* DOCUMENT EXCERPT *
________
Work with GPU

Hi to all!

I made LAB#2 on my Macbook without any problems at all. When I got VM with GPU from local cloud provider I really get fantastic quick training on step 2.2 but after I save trained model and load it again - I began to get mistakes on step 2.3:

RuntimeError: Expected all tensors to be on the same device, but found at least two devices, cuda:0 and cpu! (when checking argument for argument index in method wrapper__index_select)

So if I understand right - I made all previous steps with GPU but after this three commands everything breaks:

trainer.model.save_pretrained(trained_model_path)
instructmodel = AutoModelForSeq2SeqLM.from_pretrained("./trained_model",torch_dtype=torch.bfloat16)
tokenizer.save_pretrained(trained_model_path)

Can someone help with it?

@Kirill_Naumenko ,
HI, typically this issue occurs when you are trying to perform an operation between two tensors that are not on the same device. For example

Blockquote
tensor1 = tensor1.to(‘cuda’)
tensor2 = tensor2.to(‘cpu’)

To avoid this you can check a device variable in the beginning of your program and use it in the entire program.
Keep learning!

Hi carlosrl!

Thanks. You are right about it.
I made some investigations before post topic.
And tried to understand how I can work with different devices. I checked that my device is GPU by default:

device = torch.device("cuda" if torch.cuda.is_available() else "cpu")
device

device(type='cuda')

But I have some problems with understanding what is tensor from our lessons. We did not study this term and I made the assumption that model = tensor and made such changes in row:
instructmodel = instructmodel.to(device)

trained_model_path="./trained_model"
trainer.model.save_pretrained(trained_model_path)
instructmodel = AutoModelForSeq2SeqLM.from_pretrained("./trained_model",torch_dtype=torch.bfloat16)
instructmodel = instructmodel.to(device)
tokenizer = AutoTokenizer.from_pretrained(trained_model_path)
________
* RECORDED DATA *
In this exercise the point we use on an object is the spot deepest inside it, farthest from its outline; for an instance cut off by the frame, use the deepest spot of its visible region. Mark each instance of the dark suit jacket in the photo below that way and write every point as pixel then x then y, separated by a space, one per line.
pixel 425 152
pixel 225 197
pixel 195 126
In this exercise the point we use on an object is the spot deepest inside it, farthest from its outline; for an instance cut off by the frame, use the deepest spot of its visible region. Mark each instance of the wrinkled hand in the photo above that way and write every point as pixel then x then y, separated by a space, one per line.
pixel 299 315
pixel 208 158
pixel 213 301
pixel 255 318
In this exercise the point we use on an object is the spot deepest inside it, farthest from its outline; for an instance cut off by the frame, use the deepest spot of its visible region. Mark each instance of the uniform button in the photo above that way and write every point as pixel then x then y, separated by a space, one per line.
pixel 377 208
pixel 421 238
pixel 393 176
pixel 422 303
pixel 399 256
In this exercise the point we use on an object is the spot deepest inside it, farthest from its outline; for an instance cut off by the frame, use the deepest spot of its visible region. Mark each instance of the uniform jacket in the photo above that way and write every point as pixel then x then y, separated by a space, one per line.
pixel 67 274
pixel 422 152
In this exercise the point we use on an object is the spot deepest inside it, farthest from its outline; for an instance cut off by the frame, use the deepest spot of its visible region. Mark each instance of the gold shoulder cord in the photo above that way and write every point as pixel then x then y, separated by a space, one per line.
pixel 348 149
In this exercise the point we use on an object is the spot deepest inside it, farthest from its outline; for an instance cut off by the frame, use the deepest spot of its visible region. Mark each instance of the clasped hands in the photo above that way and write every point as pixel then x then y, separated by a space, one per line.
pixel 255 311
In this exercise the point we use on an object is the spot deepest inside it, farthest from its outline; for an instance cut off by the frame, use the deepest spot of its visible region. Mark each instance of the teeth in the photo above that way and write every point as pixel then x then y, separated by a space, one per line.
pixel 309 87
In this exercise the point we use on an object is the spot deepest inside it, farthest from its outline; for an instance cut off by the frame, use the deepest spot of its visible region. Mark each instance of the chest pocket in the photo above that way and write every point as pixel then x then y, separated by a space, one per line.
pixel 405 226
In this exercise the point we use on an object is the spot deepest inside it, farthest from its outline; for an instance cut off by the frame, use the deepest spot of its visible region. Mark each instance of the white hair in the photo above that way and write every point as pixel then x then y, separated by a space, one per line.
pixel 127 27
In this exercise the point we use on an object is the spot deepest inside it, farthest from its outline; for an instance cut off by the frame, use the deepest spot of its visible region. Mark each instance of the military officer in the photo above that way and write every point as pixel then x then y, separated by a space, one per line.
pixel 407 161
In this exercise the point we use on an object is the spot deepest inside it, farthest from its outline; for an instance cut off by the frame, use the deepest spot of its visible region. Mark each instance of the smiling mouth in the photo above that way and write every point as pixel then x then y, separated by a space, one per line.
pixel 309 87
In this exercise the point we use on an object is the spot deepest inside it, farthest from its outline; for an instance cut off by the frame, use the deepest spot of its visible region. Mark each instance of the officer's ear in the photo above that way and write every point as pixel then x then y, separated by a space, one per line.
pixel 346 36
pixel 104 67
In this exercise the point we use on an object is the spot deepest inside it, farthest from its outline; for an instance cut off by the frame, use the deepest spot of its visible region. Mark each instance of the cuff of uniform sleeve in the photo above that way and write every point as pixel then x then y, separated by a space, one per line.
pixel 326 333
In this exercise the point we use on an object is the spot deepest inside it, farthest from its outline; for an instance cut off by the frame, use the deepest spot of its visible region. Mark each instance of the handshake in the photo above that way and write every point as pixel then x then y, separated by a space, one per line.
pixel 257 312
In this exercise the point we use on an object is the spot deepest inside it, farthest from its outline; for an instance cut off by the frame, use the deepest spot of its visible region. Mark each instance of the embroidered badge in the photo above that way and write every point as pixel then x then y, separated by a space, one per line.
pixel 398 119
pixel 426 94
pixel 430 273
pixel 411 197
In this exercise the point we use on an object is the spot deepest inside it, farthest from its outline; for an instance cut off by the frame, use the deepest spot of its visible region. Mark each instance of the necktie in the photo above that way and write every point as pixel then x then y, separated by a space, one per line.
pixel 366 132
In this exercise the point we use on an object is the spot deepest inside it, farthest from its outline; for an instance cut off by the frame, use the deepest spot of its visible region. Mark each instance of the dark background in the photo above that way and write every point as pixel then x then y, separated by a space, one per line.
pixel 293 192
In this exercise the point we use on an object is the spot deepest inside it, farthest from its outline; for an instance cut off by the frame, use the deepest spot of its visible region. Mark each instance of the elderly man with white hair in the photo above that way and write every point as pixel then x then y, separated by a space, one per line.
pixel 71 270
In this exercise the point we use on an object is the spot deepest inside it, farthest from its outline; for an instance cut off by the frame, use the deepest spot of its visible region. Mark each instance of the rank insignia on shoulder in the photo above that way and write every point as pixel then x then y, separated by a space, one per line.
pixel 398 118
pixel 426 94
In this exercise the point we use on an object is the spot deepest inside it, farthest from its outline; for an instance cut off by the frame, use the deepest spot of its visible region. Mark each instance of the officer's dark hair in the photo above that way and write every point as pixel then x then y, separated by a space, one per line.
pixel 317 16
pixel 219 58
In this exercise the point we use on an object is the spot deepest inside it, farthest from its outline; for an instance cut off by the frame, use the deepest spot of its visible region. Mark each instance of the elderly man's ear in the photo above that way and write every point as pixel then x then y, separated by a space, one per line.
________
* WORK TO DO *
**1)** Reproduce a section of the GPU forum thread, beginning at the words "I made LAB#2" and stopping after the words "help with it?".
**2)** Answer these questions about the GPU forum thread.
(a) At which step did the errors begin after the trained model was saved and loaded again?
(b) What does the reply recommend checking at the beginning of the program?
(c) What output did the device check return?
**3)** Extend the GPU forum thread, starting after its final line of code.

* ANSWERS *
**1)**
I made LAB#2 on my Macbook without any problems at all. When I got VM with GPU from local cloud provider I really get fantastic quick training on step 2.2 but after I save trained model and load it again - I began to get mistakes on step 2.3:

RuntimeError: Expected all tensors to be on the same device, but found at least two devices, cuda:0 and cpu! (when checking argument for argument index in method wrapper__index_select)

So if I understand right - I made all previous steps with GPU but after this three commands everything breaks:

trainer.model.save_pretrained(trained_model_path)
instructmodel = AutoModelForSeq2SeqLM.from_pretrained("./trained_model",torch_dtype=torch.bfloat16)
tokenizer.save_pretrained(trained_model_path)

Can someone help with it?

**2)**
(a) Step 2.3
(b) A device variable, to be used throughout the program
(c) device(type='cuda')

**3)**
But got the same error on step 2.3:

input_ids = tokenizer(prompt, return_tensors='pt').input_ids

original_model_outputs = original_model.generate(input_ids=input_ids, generation_config=GenerationConfig(max_new_tokens=200, num_beams=1))
original_model_text_output = tokenizer.decode(original_model_outputs[0], skip_special_tokens=True)
instructed_model_outputs = instructmodel.generate(input_ids=input_ids, generation_config=GenerationConfig(max_new_tokens=200, num_beams=1))
instructed_model_text_output = tokenizer.decode(instructed_model_outputs[0], skip_special_tokens=True)

RuntimeError: Expected all tensors to be on the same device, but found at least two devices, cuda:0 and cpu! (when checking argument for argument index in method wrapper__index_select)

The interesting thing is that by loading the trained model I break the outputs also of the original model

I think my mistake is not understanding threads inputs/outputs. and after loading the model from the file system after training in step 2.2, I need to set somehow that all flows go to the GPU as before

device = torch.device(“cuda” if torch.cuda.is_available() else “cpu”)
at the beginning.
Adding “.to(device)” to input_ids solved me the same problem:
input_ids = tokenizer(prompt, return_tensors=“pt”).input_ids.to(device)
each time input_ids is instantiated.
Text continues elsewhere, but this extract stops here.